Passage fourni:
————
Athanase Josué Coquerel, né à Amsterdam le 16 juin 1820, est le fils aîné du pasteur Athanase Laurent Charles Coquerel. Après des études de théologie à Genève, il est consacré au ministère pastoral en 1843 par son père, en présence de 68 pasteurs, à Nîmes où le Consistoire vient de l’appeler. Il remplace son père comme aumônier au lycée Henri-IV en 1848 et devient en 1850 le suffragant du pasteur Martin-Paschoud qui a usé toutes ses forces à porter le flambeau du christianisme libéral à Paris.

Sa vaste culture littéraire et théologique ainsi que des dons oratoires exceptionnels font très vite d’Athanase Coquerel le prédicateur le plus suivi de Paris. En 1863, son sermon sur la solidarité chrétienne entraîne un tel enthousiasme que la collecte en faveur des ouvriers cotonniers de Seine-Maritime dépasse 15 000 francs. Ses prédications sur la tradition protestante, les minorités chrétiennes et l’unité de l’Église, abordent des questions fondamentales et plaident la cause d’une plus grande largeur de vues.

Mais l’activité incessante et le rayonnement d’Athanase Coquerel ne sont pas du goût de tout le monde. On lui reproche d’avoir dit : « Ma première objection contre les confessions de foi (obligatoires), c’est qu’elles m’éloignerait de Jésus-Christ... Il n’y a de sincère et suffisante que la confession de foi qu’on se fait à soi-même. Que chacun se fasse la sienne ». Le professeur de théologie Pedezert qui rapporte ce propos reconnaît qu’il s’agit « d’une parole loyale et sympathique », mais redoute qu’avec « ce généreux individualisme » il y ait des chrétiens, mais qu’il n’y ait plus d’Églises chrétiennes.
————
Lignes fournies:
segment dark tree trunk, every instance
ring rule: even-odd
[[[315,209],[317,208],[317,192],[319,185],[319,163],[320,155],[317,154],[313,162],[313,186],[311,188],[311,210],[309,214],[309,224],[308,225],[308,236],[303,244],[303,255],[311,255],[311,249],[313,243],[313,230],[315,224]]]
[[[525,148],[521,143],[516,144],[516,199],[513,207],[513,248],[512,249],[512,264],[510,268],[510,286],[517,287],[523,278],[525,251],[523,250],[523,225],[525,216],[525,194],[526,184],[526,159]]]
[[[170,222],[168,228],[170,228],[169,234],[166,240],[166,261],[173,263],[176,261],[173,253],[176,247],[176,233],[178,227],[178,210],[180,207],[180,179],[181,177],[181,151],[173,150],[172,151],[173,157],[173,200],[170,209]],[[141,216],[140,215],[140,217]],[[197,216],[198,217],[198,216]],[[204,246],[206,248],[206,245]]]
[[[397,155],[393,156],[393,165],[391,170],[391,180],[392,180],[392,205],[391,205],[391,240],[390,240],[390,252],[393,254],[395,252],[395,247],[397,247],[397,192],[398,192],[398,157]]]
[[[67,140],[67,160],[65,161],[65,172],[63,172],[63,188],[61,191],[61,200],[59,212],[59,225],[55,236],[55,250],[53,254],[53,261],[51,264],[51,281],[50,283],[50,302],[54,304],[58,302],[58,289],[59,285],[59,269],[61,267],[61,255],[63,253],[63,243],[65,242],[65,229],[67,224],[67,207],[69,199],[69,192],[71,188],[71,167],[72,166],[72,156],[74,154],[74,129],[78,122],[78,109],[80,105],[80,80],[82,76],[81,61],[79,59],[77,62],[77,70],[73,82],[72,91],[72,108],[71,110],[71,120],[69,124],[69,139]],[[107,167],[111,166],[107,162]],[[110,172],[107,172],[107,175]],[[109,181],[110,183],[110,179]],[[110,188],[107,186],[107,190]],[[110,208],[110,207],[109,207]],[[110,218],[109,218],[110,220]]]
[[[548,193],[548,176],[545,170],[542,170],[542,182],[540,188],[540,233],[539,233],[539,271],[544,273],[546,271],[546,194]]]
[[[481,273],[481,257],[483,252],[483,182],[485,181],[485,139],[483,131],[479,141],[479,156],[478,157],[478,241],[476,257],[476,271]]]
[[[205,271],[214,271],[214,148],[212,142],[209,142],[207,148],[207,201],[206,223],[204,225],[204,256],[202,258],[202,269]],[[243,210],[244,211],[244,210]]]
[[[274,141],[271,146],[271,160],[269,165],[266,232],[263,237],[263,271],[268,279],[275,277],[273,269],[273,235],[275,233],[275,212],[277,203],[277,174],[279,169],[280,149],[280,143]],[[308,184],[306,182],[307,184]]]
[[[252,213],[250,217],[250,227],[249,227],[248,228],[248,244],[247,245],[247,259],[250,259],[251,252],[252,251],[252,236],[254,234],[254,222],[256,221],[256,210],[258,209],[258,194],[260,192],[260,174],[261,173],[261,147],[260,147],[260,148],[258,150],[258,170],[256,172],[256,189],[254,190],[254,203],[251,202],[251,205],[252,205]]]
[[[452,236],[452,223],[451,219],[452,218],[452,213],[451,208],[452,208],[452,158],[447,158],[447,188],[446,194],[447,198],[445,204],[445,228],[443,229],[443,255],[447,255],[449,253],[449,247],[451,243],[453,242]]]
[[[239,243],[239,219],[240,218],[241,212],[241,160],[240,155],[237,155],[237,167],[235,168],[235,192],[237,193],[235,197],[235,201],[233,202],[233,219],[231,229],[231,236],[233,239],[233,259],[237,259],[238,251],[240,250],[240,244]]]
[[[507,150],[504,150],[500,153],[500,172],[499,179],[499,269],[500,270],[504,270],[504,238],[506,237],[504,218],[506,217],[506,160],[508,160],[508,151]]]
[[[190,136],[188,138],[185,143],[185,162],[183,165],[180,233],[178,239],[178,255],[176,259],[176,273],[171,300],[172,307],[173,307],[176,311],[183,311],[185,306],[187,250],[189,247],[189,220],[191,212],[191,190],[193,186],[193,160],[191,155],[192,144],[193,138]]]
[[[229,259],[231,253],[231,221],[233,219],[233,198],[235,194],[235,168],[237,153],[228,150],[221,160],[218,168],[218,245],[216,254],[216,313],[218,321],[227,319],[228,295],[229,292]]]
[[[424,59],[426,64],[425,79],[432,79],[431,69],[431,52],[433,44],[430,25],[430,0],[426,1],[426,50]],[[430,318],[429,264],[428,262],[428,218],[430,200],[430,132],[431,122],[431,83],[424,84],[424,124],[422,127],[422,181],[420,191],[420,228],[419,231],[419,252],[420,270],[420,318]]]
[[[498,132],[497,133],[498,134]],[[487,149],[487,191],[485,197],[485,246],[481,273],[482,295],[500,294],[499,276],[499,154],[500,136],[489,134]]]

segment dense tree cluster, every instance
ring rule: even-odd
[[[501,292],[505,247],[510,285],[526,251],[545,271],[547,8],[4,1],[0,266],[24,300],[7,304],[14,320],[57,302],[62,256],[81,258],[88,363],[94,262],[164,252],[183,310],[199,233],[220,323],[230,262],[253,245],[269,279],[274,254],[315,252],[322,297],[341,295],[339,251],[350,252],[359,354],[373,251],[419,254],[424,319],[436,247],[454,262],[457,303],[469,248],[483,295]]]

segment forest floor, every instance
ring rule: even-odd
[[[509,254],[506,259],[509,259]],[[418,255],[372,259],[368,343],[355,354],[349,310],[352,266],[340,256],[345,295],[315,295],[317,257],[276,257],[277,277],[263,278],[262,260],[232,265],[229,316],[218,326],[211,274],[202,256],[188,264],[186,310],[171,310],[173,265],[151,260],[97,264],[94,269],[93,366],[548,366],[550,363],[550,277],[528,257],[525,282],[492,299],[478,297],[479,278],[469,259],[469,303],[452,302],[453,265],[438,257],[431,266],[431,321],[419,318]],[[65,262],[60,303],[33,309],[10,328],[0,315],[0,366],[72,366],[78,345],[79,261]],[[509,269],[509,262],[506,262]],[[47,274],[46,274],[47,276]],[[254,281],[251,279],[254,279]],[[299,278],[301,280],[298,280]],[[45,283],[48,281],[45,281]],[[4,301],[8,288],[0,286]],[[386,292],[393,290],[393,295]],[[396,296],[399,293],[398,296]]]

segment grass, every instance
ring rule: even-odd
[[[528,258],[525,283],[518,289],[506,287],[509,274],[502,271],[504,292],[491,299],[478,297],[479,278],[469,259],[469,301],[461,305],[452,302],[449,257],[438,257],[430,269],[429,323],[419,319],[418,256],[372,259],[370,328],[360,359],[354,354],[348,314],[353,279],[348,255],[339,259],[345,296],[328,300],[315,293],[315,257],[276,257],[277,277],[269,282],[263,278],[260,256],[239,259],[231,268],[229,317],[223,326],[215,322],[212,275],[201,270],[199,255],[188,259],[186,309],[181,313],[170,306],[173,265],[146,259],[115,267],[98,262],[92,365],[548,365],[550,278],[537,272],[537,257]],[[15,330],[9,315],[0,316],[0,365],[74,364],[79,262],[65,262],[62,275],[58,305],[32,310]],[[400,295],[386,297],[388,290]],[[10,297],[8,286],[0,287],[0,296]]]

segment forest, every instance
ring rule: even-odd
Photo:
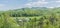
[[[60,28],[60,7],[0,11],[0,28]]]

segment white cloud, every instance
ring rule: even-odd
[[[56,1],[56,2],[60,2],[60,1]]]
[[[42,5],[45,5],[47,4],[48,2],[44,2],[44,1],[37,1],[37,2],[30,2],[30,3],[27,3],[25,4],[26,7],[39,7],[39,6],[42,6]]]

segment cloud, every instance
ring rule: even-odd
[[[56,1],[56,2],[60,2],[60,1]]]
[[[39,7],[42,5],[48,4],[48,2],[44,2],[44,1],[37,1],[37,2],[30,2],[25,4],[26,7]]]

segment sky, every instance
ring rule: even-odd
[[[24,7],[60,7],[60,0],[0,0],[0,10]]]

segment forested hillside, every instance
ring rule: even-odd
[[[60,7],[0,11],[0,28],[60,28]]]

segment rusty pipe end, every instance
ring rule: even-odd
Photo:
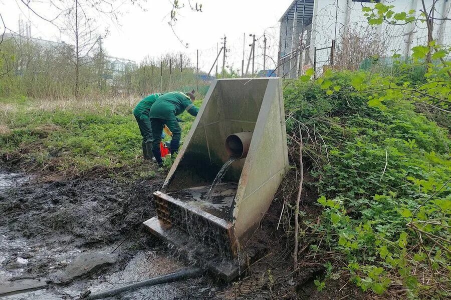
————
Petit exercice A: D'après le passage sur Athanase Coquerel, en quelle année devient-il le suffragant du pasteur Martin-Paschoud ?
Petit exercice B: Rédigez la suite du passage sur Athanase Coquerel, en reprenant après sa dernière phrase.

Résultat A: En 1850.

Résultat B:
Établir l’unité de l’Église chrétienne sur une confession de foi obligatoire est l’obsession de l’orthodoxie protestante pendant la seconde moitié du XIXe siècle. Progressivement le parti orthodoxe devient majoritaire dans le consistoire de Paris sous le Second-Empire. Coquerel, que ses adversaires saluent eux-mêmes comme un homme modéré, pacifique, bienveillant et chaleureux n’a guère prêté le flanc à la critique. En 1864 le consistoire lui interdit la chaire sous prétexte de rétablir l’unité doctrinale en refusant de renouveler sa suffragance. Il ne s’agit pas, comme on l’a dit à tort, d’une destitution puisqu’Athanase Coquerel n’est pas titulaire d’un poste. Refuser à une fraction très importante de l’Église de Paris un pasteur suffragant de son choix va conduire à une situation d’autant plus invraisemblable que tout le monde va s’en mêler, y compris les pouvoirs publics puisque nos Églises ne seront séparées de l’État qu’en 1905.

Pour les orthodoxes il s’agit de combattre « l'erreur » au nom de la vérité, pour les libéraux il s’agit d’assurer à chaque tendance une juste représentation. Les uns et les autres sont sincères. Comme on ne peut pas reprocher grand-chose à Athanase Coquerel, on critique surtout ses amitiés.

Son association d’anciens catéchumènes (il y en aura près de cinq cents) fait concurrence au diaconat. Il a écrit dans Le Lien un article qu’on trouve trop élogieux à propos de La Vie de Jésus de Renan. Coquerel ne répond pas aux observations du Consistoire qui, à son avis, empiète sur sa conscience de pasteur. Enfin il a cédé la chaire de l’Oratoire aux pasteurs Colani et Réville. Le consistoire qui a manifesté des tendances inquisitoriales ne s’attend probablement pas à déchaîner un tollé quasi-général. Une pétition en faveur d’A. Coquerel regroupe près de 5 000 signatures.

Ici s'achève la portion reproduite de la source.